╭─ ОТРЫВОК
Император Пётр Третий играл на скрипке. Жест, достойный римского консула: с 10 часов утра и до 10 часов вечера, без передышки, Пётр играл на скрипке, наутро следующего дня подписал отречение от престола.

Он повсюду с собой возил скрипку. Он не расставался с ней, иногда забывал шпагу, но скрипку — никогда. Он и спал со скрипкой <…>

Когда адъютанты его свиты сообщили, что императрицы нет во дворце, что они — обмануты, император ничего не сказал, он взял скрипку, ушёл в сад, в беседку, сел, заиграл и играл не переставая, до последней минуты…[451].

 В песне Городницкого этот образ превратился в афористичный рефрен:

Император играет на скрипке, — Государство уходит из рук[452].
╰─
◆ **ЧТО НУЖНО СДЕЛАТЬ**:
1 – Выпишите из отрывка о Петре Третьем фрагмент от слов «Он повсюду с» до слов «до последней минуты…[451].» включительно.
2 – Напишите, что могло бы идти дальше в отрывке о Петре Третьем, начав сразу после его последней фразы.
╭─ ИСХОДНЫЕ ДАННЫЕ
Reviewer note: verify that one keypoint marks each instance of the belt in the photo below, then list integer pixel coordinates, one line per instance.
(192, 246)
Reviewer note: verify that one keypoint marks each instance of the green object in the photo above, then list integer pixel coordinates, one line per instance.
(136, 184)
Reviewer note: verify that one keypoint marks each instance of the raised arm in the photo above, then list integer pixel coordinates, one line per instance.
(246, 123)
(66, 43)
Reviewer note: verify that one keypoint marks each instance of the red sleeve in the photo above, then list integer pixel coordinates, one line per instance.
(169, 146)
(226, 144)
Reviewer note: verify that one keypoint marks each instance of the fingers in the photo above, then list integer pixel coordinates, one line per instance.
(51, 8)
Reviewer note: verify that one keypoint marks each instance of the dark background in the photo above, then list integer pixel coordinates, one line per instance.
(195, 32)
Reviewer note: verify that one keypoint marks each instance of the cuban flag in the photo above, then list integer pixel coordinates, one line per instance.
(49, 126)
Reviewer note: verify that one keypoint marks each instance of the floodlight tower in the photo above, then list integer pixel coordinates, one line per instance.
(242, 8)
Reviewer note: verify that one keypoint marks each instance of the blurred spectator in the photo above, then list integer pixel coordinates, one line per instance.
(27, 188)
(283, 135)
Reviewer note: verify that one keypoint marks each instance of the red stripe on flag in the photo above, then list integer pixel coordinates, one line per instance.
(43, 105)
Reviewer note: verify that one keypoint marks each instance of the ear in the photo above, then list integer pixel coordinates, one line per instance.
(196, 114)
╰─
◆ **ОТВЕТЫ ПО ЗАДАНИЯМ**:
1 –
Он повсюду с собой возил скрипку. Он не расставался с ней, иногда забывал шпагу, но скрипку — никогда. Он и спал со скрипкой <…>

Когда адъютанты его свиты сообщили, что императрицы нет во дворце, что они — обмануты, император ничего не сказал, он взял скрипку, ушёл в сад, в беседку, сел, заиграл и играл не переставая, до последней минуты…[451].

2 –
Характеристики творчества Городницкого в рассмотренных мною высказываниях Сосноры не обнаруживается. Можно предположить, что рациональная поэтика барда ему не близка. Однако в записанном Овсянниковым разговоре 4 марта 2007 года Соснора цитирует, правда, не совсем точно, песню «На материк» (1960). Поводом стали размышления о возможной близости смерти:

Доживу ли я до весны, — сказал он, стряхивая сырой снег с зонта. — Это каку Городницкого в песне: «Не доживу когда-нибудь я до весны, до корабля. Не пухом будет мне земля, а камнем ляжет мне на грудь». Это он написал, когда он ещё ходил в геологические экспедиции, в шестидесятые годы. А теперь ему семьдесят один, он мой ровесник. Мне два месяца осталось до семидесяти одного. Не верится, как это я дожил до такого возраста. Ведь я жил с жутким напряжением всегда, саморазрушение. Видно, железный организм, природа такой дала, раз всё это выдержал[453].

На самом деле Городницкий на три года старше Сосноры, и на момент записанной «прогулки» ему было почти семьдесят четыре. Но ошибка поэта представляется показательной: он думает о своём поколении, сравнивает свой жизненный путь с тем, как прожили все эти годы другие, и поэтому «выравнивание» возраста приобретает почти статус приёма.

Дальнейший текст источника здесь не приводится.